## Direction
Please relabel "rock outcrop" as "boulder" everywhere in the material below and give the material back with all else unchanged, leaving the pictures out.
● ● ●
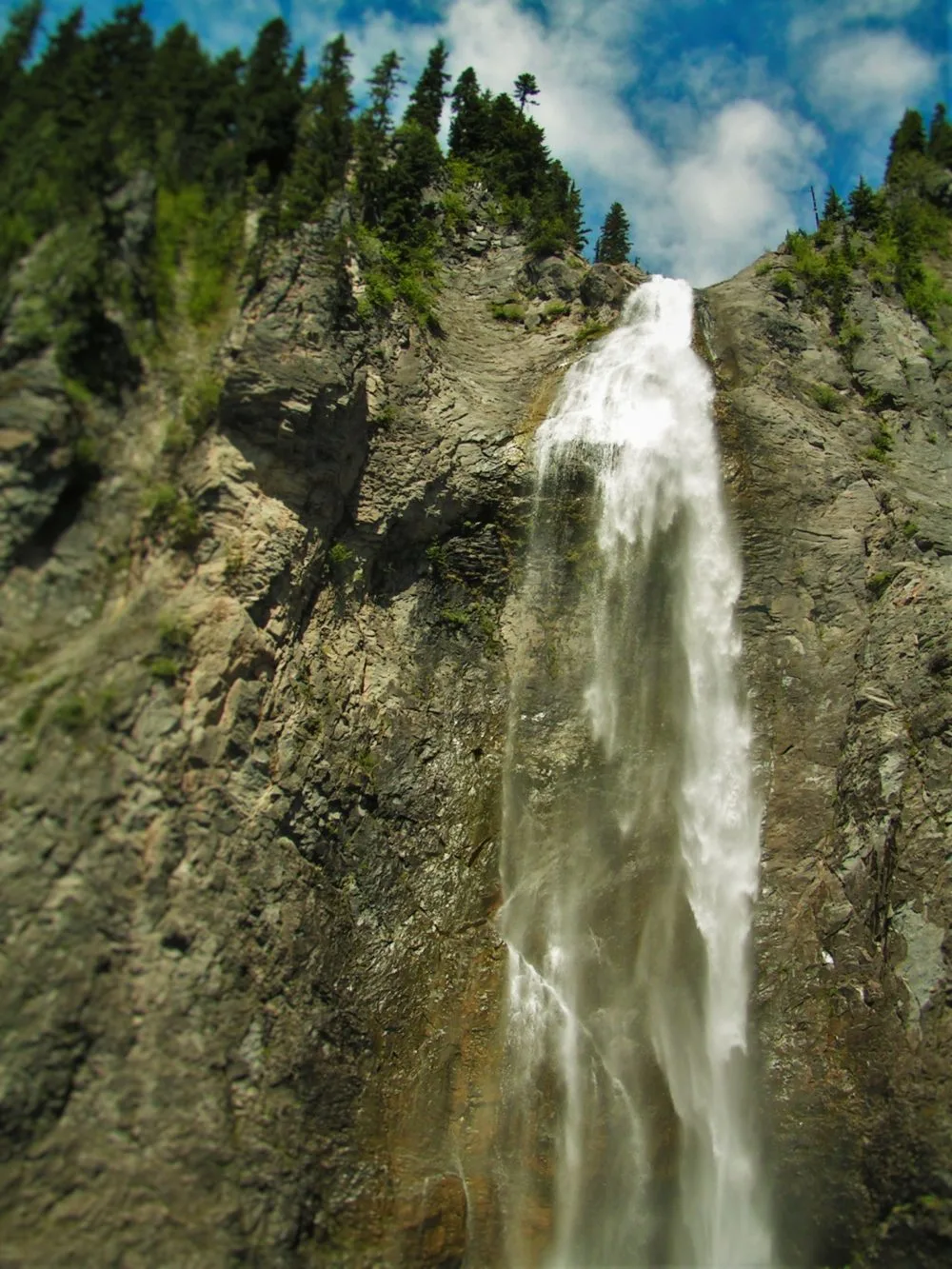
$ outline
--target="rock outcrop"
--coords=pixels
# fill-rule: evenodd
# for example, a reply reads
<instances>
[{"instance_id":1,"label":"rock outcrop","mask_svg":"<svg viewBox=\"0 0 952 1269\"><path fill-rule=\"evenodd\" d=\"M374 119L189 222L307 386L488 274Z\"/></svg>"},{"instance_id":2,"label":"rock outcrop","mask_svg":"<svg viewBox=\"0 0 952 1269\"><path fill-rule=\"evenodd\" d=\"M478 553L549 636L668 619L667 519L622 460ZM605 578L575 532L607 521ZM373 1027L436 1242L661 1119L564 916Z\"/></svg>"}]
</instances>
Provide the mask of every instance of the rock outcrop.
● ● ●
## Task answer
$ outline
--target="boulder"
--coords=pixels
# fill-rule: evenodd
# for example, a reply reads
<instances>
[{"instance_id":1,"label":"boulder","mask_svg":"<svg viewBox=\"0 0 952 1269\"><path fill-rule=\"evenodd\" d=\"M374 119L189 222L307 386L488 274Z\"/></svg>"},{"instance_id":2,"label":"boulder","mask_svg":"<svg viewBox=\"0 0 952 1269\"><path fill-rule=\"evenodd\" d=\"M478 553L549 636L668 619L667 519L622 460ZM605 578L575 532L607 521ZM373 1027L436 1242L661 1119L564 916Z\"/></svg>"}]
</instances>
Provide the mask of every instance of the boulder.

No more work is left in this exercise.